(Stored data entries)
++++

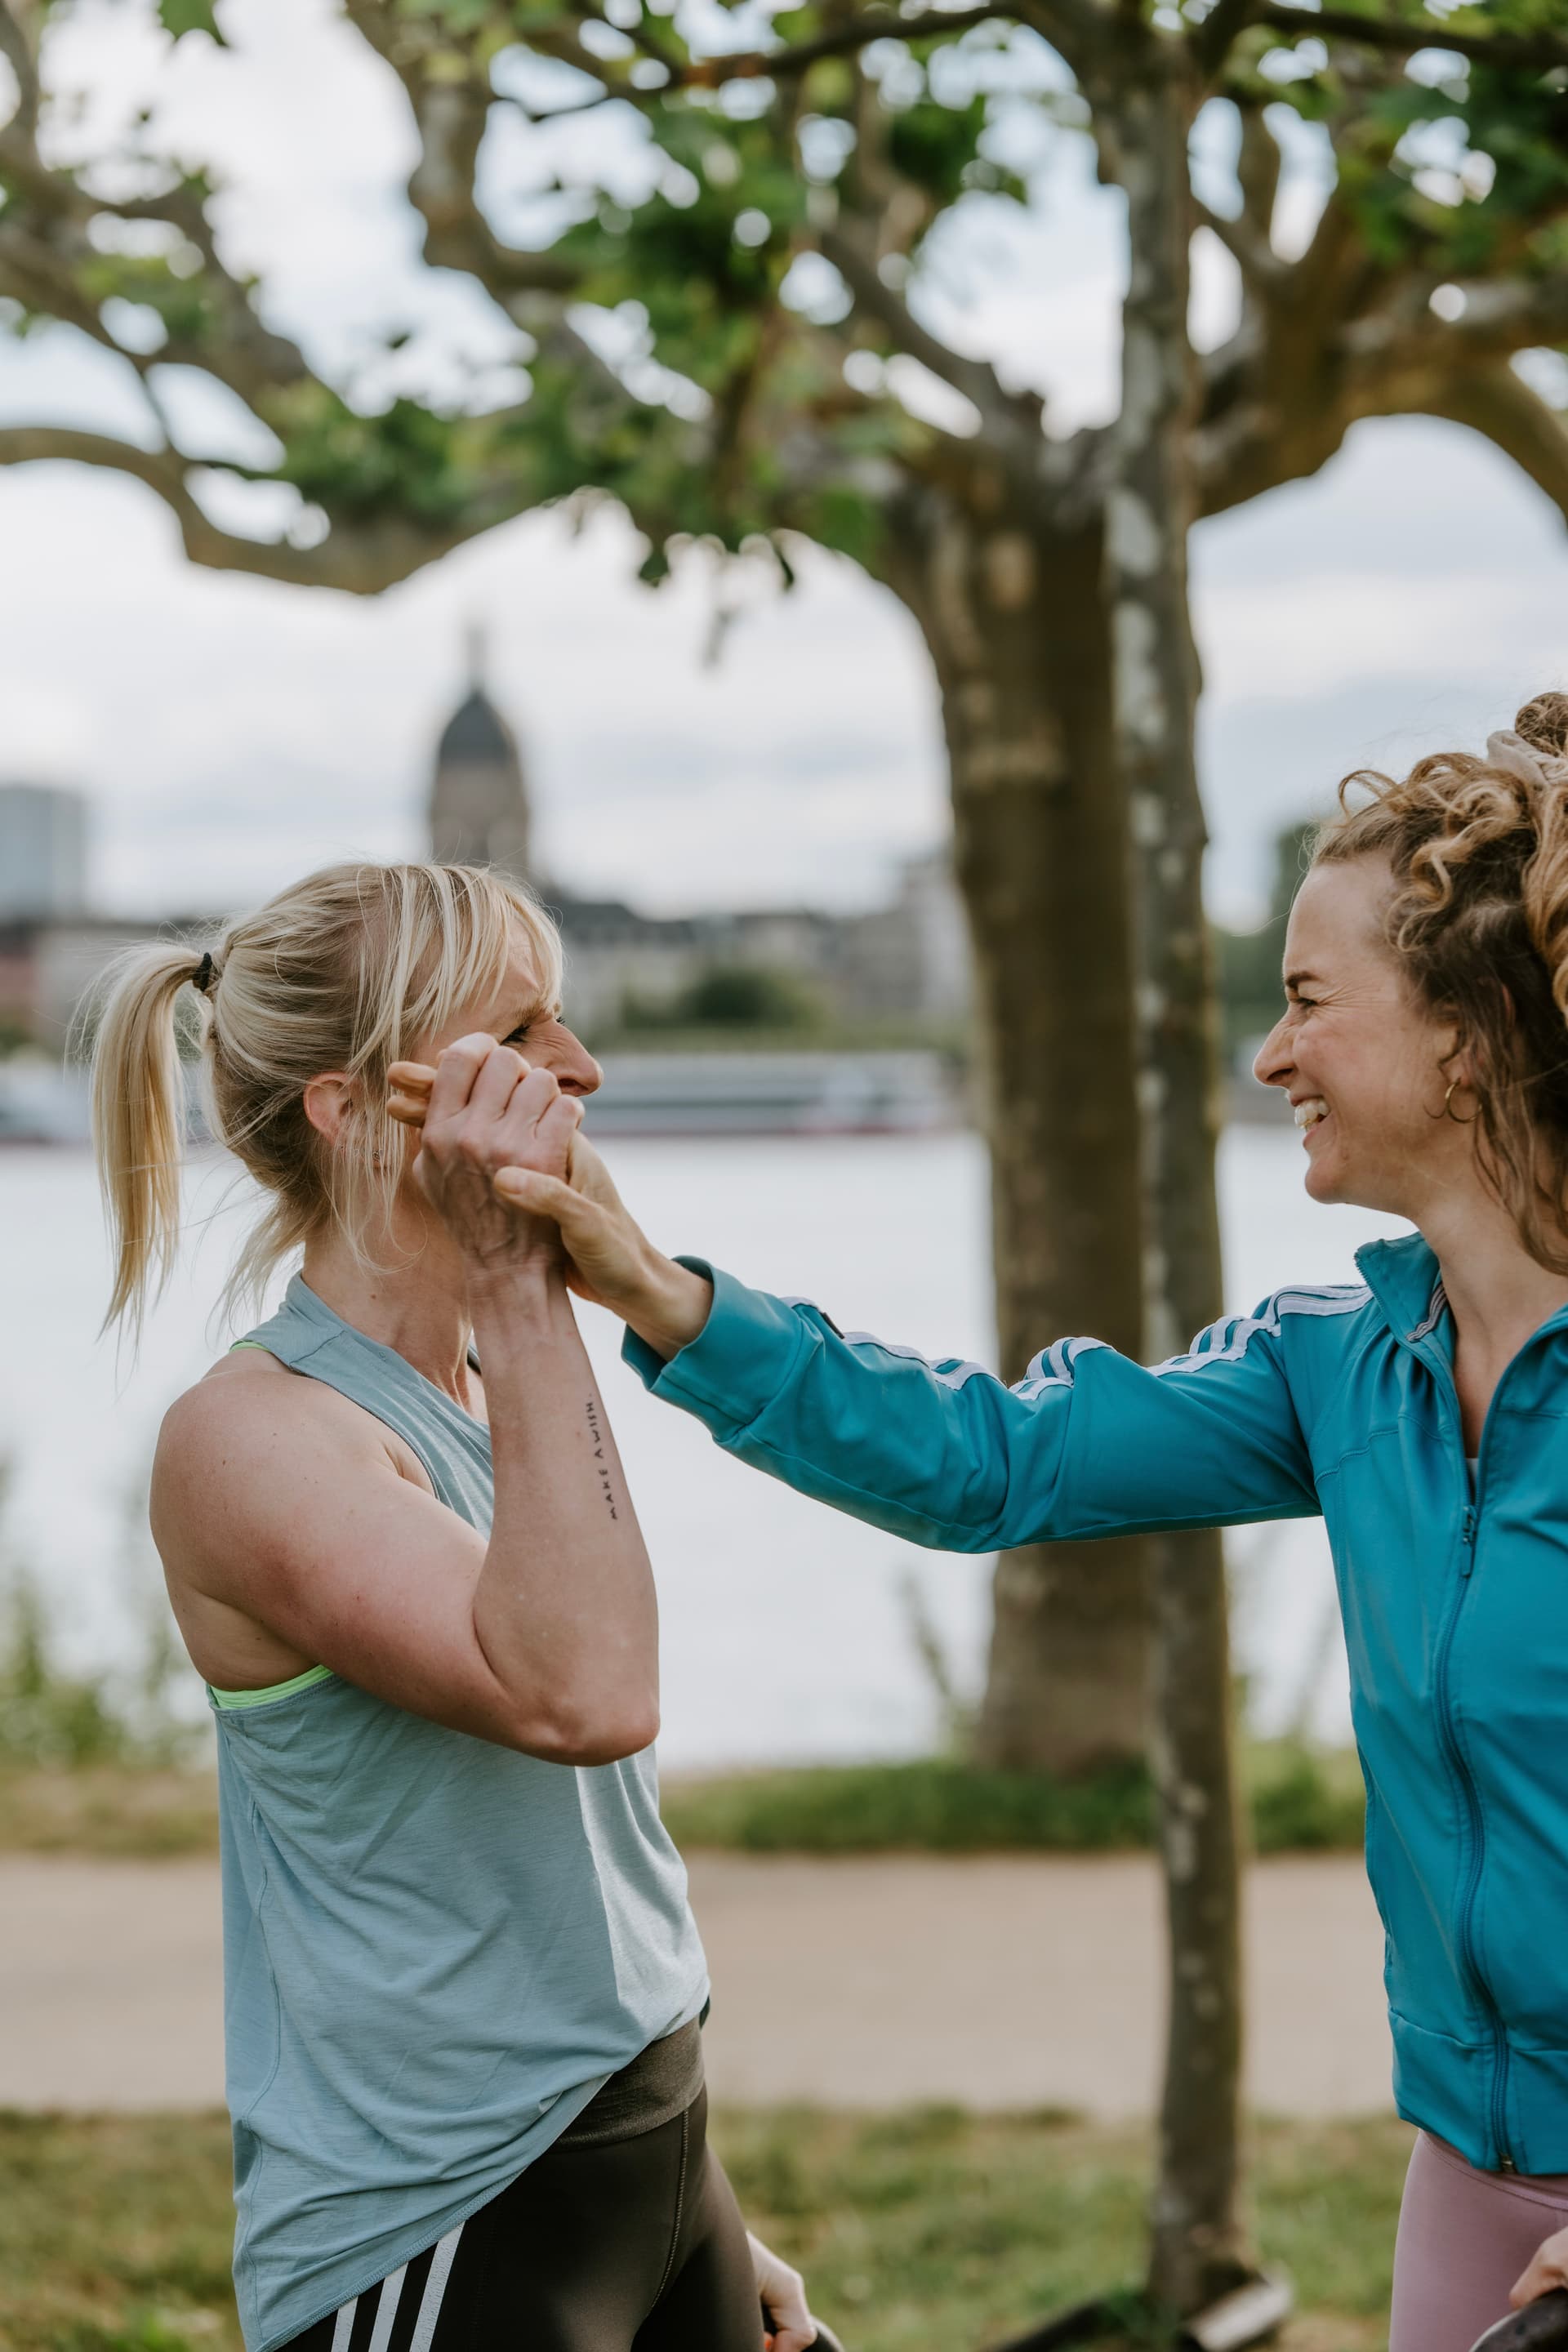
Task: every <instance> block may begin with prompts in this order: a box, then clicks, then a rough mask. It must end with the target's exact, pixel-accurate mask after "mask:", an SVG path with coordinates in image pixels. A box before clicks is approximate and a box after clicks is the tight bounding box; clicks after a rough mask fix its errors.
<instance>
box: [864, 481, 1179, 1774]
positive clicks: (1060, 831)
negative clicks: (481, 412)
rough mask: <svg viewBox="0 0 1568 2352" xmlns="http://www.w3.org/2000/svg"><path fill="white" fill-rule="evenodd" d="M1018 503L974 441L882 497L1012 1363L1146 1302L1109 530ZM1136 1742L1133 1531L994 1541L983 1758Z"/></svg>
mask: <svg viewBox="0 0 1568 2352" xmlns="http://www.w3.org/2000/svg"><path fill="white" fill-rule="evenodd" d="M1025 510H1027V508H1025V496H1023V494H1018V492H1013V489H1011V487H1009V482H1006V475H1004V473H1001V468H994V470H987V468H985V463H983V461H980V463H978V468H976V475H973V477H971V480H969V482H966V487H964V494H957V496H954V494H950V492H922V494H914V496H910V499H905V501H903V503H900V508H898V510H896V517H893V546H891V560H889V581H891V586H893V588H896V593H898V595H900V597H903V602H905V604H907V607H910V609H912V612H914V616H917V621H919V626H922V630H924V635H926V644H929V647H931V659H933V663H936V675H938V682H940V691H943V717H945V731H947V750H950V762H952V809H954V849H957V873H959V887H961V891H964V901H966V908H969V924H971V934H973V950H976V990H978V1030H980V1054H983V1089H985V1131H987V1141H990V1160H992V1218H994V1279H997V1327H999V1341H1001V1364H1004V1376H1006V1378H1018V1376H1020V1374H1023V1371H1025V1364H1027V1359H1030V1357H1032V1355H1034V1352H1037V1350H1039V1348H1044V1345H1048V1343H1051V1341H1053V1338H1060V1336H1063V1334H1077V1331H1093V1334H1095V1338H1105V1341H1110V1343H1112V1345H1117V1348H1128V1350H1135V1348H1138V1338H1140V1317H1143V1303H1140V1263H1138V1218H1140V1209H1138V1115H1135V1096H1133V1002H1131V964H1128V938H1126V835H1124V823H1121V795H1119V790H1117V779H1114V764H1112V720H1110V637H1107V619H1105V602H1103V548H1100V534H1098V532H1086V534H1081V536H1077V539H1063V536H1060V534H1051V532H1048V529H1044V527H1041V524H1039V522H1032V520H1030V522H1025V520H1020V513H1025ZM1145 1750H1147V1548H1145V1545H1143V1543H1140V1541H1138V1543H1133V1541H1119V1543H1058V1545H1048V1548H1044V1545H1034V1548H1030V1550H1018V1552H1004V1555H1001V1559H999V1564H997V1588H994V1623H992V1649H990V1675H987V1689H985V1703H983V1712H980V1726H978V1752H980V1759H983V1762H990V1764H1009V1766H1032V1769H1046V1771H1060V1773H1074V1771H1084V1769H1088V1766H1093V1764H1105V1762H1128V1759H1143V1755H1145Z"/></svg>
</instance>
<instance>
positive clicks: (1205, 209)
mask: <svg viewBox="0 0 1568 2352" xmlns="http://www.w3.org/2000/svg"><path fill="white" fill-rule="evenodd" d="M1192 212H1194V216H1197V223H1199V228H1211V230H1213V233H1215V238H1218V240H1220V245H1222V247H1225V249H1227V254H1232V259H1234V261H1237V266H1239V268H1241V275H1244V278H1251V280H1253V285H1281V282H1284V280H1286V278H1288V275H1291V263H1288V261H1281V256H1279V254H1276V252H1274V247H1272V245H1269V240H1267V238H1265V235H1262V233H1260V228H1258V226H1255V223H1253V221H1248V216H1246V214H1241V216H1239V219H1234V221H1229V219H1227V216H1225V214H1222V212H1213V209H1211V207H1208V205H1206V202H1204V200H1201V198H1197V195H1194V198H1192Z"/></svg>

++++

● **What you have to do**:
Copy the rows word for word from their start through the line containing "rough mask: <svg", including that line. Leave the pictures out.

● **Result below**:
Task: every <instance> block may begin with prompts in this order: a box, then clicks, then a rough mask. It must end with the target's exact, pixel-accurate mask after "mask:", an SVG path with coordinates in image pixels. A box before clicks is approximate and a box after clicks is the tight bounding box; clicks after a rough mask fix its errors.
<instance>
box: [864, 481, 1179, 1774]
positive clicks: (1060, 831)
negative clicks: (481, 412)
rough mask: <svg viewBox="0 0 1568 2352" xmlns="http://www.w3.org/2000/svg"><path fill="white" fill-rule="evenodd" d="M1018 503L974 441L882 497L1012 1363L1146 1302L1109 530ZM1136 1742L1133 1531L994 1541L983 1758Z"/></svg>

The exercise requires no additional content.